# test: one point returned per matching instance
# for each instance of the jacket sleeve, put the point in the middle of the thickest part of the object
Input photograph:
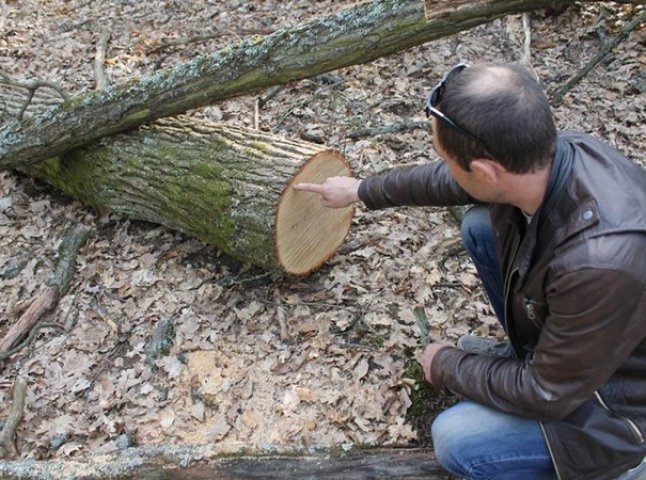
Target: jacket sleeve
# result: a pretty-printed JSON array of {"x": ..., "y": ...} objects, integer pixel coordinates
[
  {"x": 596, "y": 320},
  {"x": 430, "y": 184}
]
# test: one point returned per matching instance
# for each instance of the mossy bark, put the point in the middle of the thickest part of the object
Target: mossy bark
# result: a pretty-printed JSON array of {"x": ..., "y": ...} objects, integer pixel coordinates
[
  {"x": 220, "y": 184},
  {"x": 355, "y": 35}
]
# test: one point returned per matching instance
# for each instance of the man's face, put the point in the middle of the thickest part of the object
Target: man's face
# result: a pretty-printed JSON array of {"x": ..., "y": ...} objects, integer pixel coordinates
[{"x": 470, "y": 181}]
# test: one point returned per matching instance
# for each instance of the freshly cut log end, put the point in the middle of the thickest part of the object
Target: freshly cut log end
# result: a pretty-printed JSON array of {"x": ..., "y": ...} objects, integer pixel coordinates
[
  {"x": 228, "y": 186},
  {"x": 307, "y": 233}
]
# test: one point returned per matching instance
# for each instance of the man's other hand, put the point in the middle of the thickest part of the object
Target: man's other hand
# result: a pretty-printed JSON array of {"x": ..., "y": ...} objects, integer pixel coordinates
[{"x": 335, "y": 192}]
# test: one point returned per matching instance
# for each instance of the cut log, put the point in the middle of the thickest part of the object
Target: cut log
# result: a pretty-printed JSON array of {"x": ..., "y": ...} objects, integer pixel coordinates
[
  {"x": 205, "y": 462},
  {"x": 359, "y": 34},
  {"x": 225, "y": 185}
]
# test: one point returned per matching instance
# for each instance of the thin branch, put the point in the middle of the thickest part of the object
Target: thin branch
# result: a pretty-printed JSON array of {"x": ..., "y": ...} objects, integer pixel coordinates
[
  {"x": 557, "y": 96},
  {"x": 31, "y": 88},
  {"x": 174, "y": 42},
  {"x": 13, "y": 419},
  {"x": 99, "y": 60},
  {"x": 527, "y": 29},
  {"x": 394, "y": 128}
]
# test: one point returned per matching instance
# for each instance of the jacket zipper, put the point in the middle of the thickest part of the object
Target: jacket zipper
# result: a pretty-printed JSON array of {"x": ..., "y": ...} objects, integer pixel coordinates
[
  {"x": 632, "y": 426},
  {"x": 510, "y": 274},
  {"x": 549, "y": 449}
]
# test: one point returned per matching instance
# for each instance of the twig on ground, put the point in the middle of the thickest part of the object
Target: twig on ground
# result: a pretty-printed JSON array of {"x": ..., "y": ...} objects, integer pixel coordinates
[
  {"x": 99, "y": 60},
  {"x": 422, "y": 322},
  {"x": 557, "y": 96},
  {"x": 7, "y": 446},
  {"x": 527, "y": 28},
  {"x": 394, "y": 128},
  {"x": 280, "y": 316},
  {"x": 30, "y": 338},
  {"x": 57, "y": 286},
  {"x": 31, "y": 88}
]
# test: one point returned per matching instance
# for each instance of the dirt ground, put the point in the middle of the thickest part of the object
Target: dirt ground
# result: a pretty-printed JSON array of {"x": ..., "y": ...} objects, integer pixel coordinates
[{"x": 342, "y": 371}]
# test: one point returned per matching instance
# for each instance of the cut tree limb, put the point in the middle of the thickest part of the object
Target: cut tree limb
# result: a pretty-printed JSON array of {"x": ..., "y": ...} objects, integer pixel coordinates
[
  {"x": 236, "y": 463},
  {"x": 355, "y": 35},
  {"x": 557, "y": 96},
  {"x": 57, "y": 286},
  {"x": 227, "y": 186}
]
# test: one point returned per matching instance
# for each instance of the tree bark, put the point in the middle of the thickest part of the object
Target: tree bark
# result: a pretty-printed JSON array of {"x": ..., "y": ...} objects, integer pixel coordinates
[
  {"x": 227, "y": 186},
  {"x": 351, "y": 36},
  {"x": 199, "y": 461}
]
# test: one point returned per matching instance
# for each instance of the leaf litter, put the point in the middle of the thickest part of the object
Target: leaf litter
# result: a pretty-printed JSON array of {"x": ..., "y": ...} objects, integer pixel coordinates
[{"x": 319, "y": 361}]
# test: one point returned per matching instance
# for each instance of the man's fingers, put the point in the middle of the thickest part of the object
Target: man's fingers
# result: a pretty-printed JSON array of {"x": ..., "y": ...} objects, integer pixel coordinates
[{"x": 309, "y": 187}]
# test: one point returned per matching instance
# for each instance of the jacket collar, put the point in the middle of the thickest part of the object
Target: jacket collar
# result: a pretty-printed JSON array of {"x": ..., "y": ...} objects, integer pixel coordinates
[{"x": 554, "y": 201}]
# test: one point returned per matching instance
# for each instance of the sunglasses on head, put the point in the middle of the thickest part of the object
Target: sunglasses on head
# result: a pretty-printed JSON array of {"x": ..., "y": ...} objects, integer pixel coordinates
[{"x": 435, "y": 97}]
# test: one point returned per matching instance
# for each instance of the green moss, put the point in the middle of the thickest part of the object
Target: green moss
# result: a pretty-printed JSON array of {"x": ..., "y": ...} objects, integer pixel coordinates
[{"x": 427, "y": 402}]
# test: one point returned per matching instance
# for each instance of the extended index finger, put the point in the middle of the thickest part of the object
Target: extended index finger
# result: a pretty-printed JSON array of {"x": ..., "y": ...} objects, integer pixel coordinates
[{"x": 309, "y": 187}]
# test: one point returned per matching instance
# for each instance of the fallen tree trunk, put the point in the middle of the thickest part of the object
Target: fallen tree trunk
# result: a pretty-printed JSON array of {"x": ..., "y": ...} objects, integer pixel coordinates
[
  {"x": 202, "y": 462},
  {"x": 224, "y": 185},
  {"x": 359, "y": 34}
]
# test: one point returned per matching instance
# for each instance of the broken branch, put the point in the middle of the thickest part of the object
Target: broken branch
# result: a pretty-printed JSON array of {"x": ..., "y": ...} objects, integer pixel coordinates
[
  {"x": 8, "y": 433},
  {"x": 557, "y": 96}
]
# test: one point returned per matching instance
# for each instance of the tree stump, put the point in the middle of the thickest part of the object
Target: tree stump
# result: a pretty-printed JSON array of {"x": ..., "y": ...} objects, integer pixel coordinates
[{"x": 228, "y": 186}]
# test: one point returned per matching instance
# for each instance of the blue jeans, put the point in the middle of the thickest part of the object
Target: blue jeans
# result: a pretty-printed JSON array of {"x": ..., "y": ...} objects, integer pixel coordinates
[{"x": 473, "y": 441}]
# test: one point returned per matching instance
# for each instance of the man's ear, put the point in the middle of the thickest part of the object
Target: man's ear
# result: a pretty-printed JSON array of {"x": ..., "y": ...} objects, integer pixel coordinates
[{"x": 487, "y": 170}]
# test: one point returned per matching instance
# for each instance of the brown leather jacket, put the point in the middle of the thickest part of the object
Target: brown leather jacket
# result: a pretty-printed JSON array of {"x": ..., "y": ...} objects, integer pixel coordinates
[{"x": 575, "y": 290}]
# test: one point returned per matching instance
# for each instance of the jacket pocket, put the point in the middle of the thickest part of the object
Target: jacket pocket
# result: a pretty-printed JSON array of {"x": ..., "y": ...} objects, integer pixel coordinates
[
  {"x": 535, "y": 311},
  {"x": 630, "y": 424}
]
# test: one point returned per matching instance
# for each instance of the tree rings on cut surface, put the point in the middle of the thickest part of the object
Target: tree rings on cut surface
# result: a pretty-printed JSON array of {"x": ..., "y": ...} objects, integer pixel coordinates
[
  {"x": 228, "y": 186},
  {"x": 307, "y": 233}
]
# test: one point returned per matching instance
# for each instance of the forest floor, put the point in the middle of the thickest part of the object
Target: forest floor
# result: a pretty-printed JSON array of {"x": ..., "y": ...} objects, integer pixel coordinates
[{"x": 343, "y": 373}]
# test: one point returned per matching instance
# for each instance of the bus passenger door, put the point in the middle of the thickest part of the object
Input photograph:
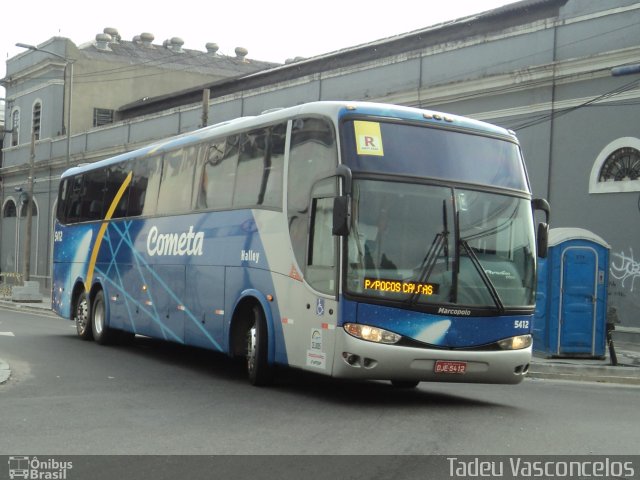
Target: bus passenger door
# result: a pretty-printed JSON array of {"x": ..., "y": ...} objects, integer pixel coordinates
[{"x": 167, "y": 302}]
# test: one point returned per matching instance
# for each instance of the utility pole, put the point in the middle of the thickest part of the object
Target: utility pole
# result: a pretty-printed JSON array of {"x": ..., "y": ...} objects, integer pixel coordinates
[
  {"x": 29, "y": 206},
  {"x": 205, "y": 107}
]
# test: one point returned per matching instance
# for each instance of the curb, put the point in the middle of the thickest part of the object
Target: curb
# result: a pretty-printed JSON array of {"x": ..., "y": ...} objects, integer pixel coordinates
[
  {"x": 5, "y": 371},
  {"x": 619, "y": 375},
  {"x": 31, "y": 307}
]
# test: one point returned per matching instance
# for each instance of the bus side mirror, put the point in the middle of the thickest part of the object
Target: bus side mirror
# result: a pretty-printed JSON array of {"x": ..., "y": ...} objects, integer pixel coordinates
[
  {"x": 543, "y": 227},
  {"x": 543, "y": 239},
  {"x": 541, "y": 204},
  {"x": 342, "y": 216}
]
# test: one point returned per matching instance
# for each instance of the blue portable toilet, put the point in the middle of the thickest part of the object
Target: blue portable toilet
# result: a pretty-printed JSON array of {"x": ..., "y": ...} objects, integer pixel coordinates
[{"x": 571, "y": 303}]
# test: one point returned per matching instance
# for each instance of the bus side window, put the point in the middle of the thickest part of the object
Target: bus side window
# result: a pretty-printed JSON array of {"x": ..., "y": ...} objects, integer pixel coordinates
[
  {"x": 218, "y": 174},
  {"x": 62, "y": 201},
  {"x": 260, "y": 166},
  {"x": 274, "y": 167},
  {"x": 93, "y": 195},
  {"x": 116, "y": 175},
  {"x": 74, "y": 202},
  {"x": 177, "y": 181},
  {"x": 143, "y": 190},
  {"x": 313, "y": 155}
]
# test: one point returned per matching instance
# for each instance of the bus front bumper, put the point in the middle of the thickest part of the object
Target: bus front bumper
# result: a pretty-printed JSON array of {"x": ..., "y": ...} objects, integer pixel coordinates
[{"x": 361, "y": 359}]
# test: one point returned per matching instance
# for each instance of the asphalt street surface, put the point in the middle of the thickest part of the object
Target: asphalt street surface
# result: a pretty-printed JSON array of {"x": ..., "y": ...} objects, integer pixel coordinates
[{"x": 67, "y": 396}]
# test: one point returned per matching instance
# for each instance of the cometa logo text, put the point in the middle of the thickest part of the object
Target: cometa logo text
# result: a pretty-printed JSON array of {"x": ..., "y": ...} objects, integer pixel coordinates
[{"x": 174, "y": 244}]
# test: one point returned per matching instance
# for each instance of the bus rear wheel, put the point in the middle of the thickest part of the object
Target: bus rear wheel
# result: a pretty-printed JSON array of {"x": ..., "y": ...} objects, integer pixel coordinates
[
  {"x": 258, "y": 368},
  {"x": 81, "y": 317},
  {"x": 102, "y": 334}
]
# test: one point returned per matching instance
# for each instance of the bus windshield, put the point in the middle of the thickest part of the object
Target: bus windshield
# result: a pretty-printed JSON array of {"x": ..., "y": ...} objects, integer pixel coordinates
[{"x": 439, "y": 245}]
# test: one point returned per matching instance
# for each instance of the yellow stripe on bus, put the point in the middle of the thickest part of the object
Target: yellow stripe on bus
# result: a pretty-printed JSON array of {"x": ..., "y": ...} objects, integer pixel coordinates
[{"x": 103, "y": 229}]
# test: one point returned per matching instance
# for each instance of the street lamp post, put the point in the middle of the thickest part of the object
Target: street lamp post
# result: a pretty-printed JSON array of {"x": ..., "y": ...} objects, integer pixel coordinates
[
  {"x": 68, "y": 65},
  {"x": 30, "y": 180}
]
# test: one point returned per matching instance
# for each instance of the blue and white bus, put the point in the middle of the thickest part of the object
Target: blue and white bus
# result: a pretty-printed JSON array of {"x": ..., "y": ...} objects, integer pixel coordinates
[{"x": 357, "y": 240}]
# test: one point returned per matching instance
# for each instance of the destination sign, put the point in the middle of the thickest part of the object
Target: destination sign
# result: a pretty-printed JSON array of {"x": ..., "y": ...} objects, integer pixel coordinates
[{"x": 400, "y": 286}]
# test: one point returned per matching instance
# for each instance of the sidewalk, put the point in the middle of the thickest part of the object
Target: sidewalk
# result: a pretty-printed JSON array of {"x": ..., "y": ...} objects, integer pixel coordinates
[{"x": 627, "y": 372}]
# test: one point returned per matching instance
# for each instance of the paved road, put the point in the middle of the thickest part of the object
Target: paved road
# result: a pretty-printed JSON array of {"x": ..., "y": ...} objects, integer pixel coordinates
[{"x": 68, "y": 396}]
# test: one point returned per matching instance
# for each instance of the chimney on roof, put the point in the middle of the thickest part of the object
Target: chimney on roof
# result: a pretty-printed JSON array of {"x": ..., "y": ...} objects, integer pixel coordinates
[
  {"x": 212, "y": 48},
  {"x": 174, "y": 44},
  {"x": 146, "y": 39},
  {"x": 241, "y": 54},
  {"x": 113, "y": 32},
  {"x": 102, "y": 42}
]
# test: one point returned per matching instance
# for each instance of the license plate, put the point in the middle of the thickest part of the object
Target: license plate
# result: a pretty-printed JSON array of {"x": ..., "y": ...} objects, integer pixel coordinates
[{"x": 448, "y": 366}]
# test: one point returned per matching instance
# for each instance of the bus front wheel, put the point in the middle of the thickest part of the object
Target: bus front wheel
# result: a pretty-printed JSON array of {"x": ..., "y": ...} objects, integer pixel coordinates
[
  {"x": 81, "y": 317},
  {"x": 404, "y": 384},
  {"x": 102, "y": 334},
  {"x": 258, "y": 368}
]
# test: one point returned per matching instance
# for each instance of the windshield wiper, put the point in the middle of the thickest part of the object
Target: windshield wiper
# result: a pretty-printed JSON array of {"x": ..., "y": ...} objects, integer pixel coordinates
[
  {"x": 440, "y": 242},
  {"x": 485, "y": 278}
]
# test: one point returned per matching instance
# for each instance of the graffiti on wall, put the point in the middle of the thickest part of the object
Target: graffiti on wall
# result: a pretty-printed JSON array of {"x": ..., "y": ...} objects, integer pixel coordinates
[{"x": 625, "y": 269}]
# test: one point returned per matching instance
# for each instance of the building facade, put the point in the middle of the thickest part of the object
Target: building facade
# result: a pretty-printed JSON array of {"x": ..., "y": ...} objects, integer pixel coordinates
[{"x": 539, "y": 67}]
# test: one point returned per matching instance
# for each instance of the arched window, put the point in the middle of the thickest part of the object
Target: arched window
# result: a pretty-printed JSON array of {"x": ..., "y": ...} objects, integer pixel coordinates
[
  {"x": 9, "y": 209},
  {"x": 24, "y": 210},
  {"x": 35, "y": 125},
  {"x": 15, "y": 127},
  {"x": 617, "y": 168}
]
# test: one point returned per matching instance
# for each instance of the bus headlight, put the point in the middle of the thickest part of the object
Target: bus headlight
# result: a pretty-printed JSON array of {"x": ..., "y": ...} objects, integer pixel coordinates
[
  {"x": 516, "y": 343},
  {"x": 372, "y": 334}
]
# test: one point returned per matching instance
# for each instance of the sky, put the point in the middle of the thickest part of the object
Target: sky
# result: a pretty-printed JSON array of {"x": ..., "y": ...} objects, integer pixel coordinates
[{"x": 271, "y": 30}]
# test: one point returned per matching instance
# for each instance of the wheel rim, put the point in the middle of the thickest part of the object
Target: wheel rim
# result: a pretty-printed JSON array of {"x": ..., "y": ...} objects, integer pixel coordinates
[
  {"x": 98, "y": 318},
  {"x": 82, "y": 314},
  {"x": 252, "y": 336}
]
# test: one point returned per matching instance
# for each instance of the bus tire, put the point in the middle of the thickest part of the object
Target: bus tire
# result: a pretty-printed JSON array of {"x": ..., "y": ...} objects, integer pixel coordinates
[
  {"x": 102, "y": 334},
  {"x": 404, "y": 384},
  {"x": 82, "y": 318},
  {"x": 258, "y": 369}
]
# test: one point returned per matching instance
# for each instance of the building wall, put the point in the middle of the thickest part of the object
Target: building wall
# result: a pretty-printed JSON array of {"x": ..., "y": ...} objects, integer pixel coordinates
[{"x": 544, "y": 79}]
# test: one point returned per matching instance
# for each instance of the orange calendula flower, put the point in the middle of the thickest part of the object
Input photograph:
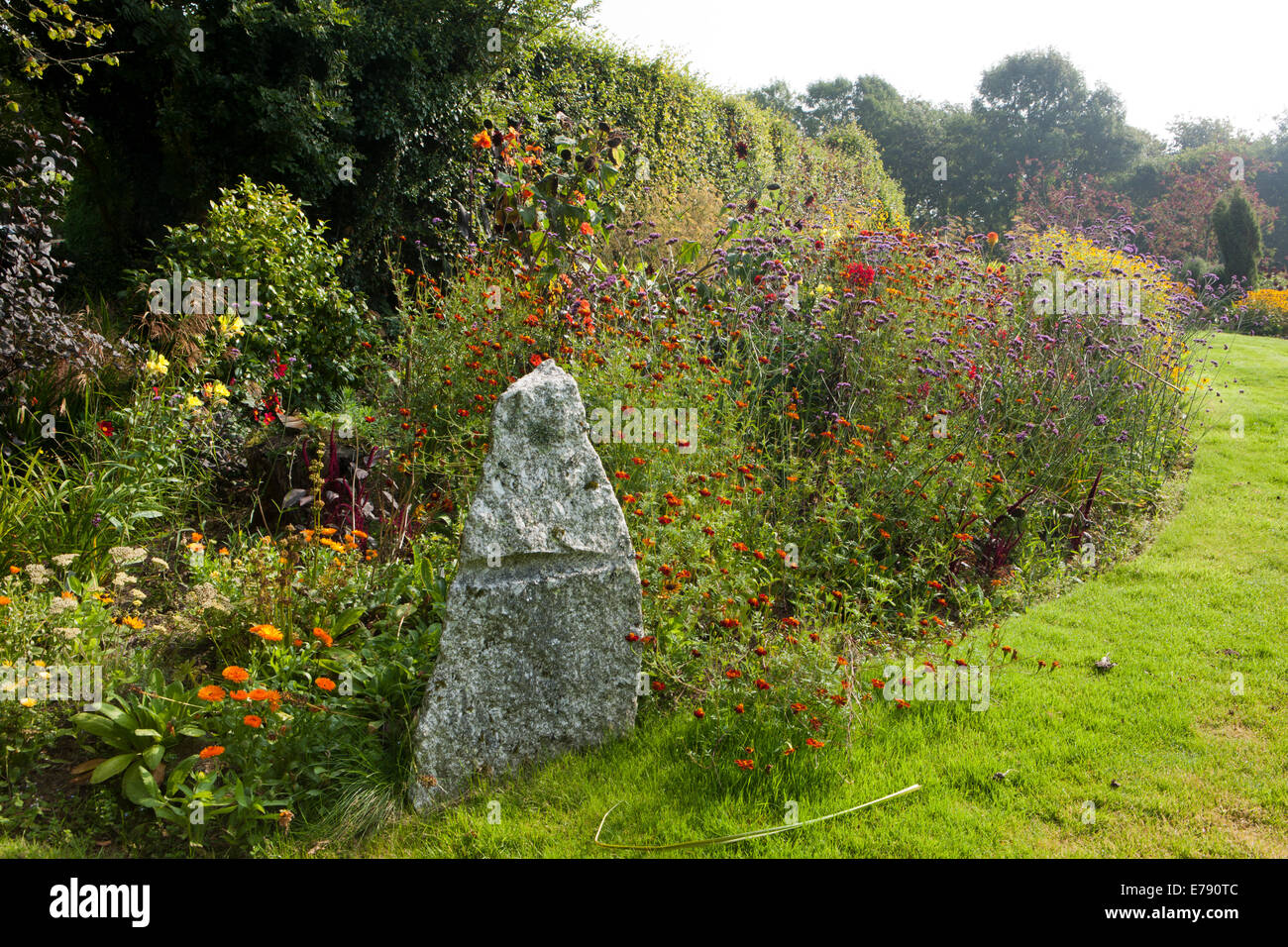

Exercise prompt: State the number of lines in the material above that hold the word "wall", adding nothing else.

Solution for this problem: 4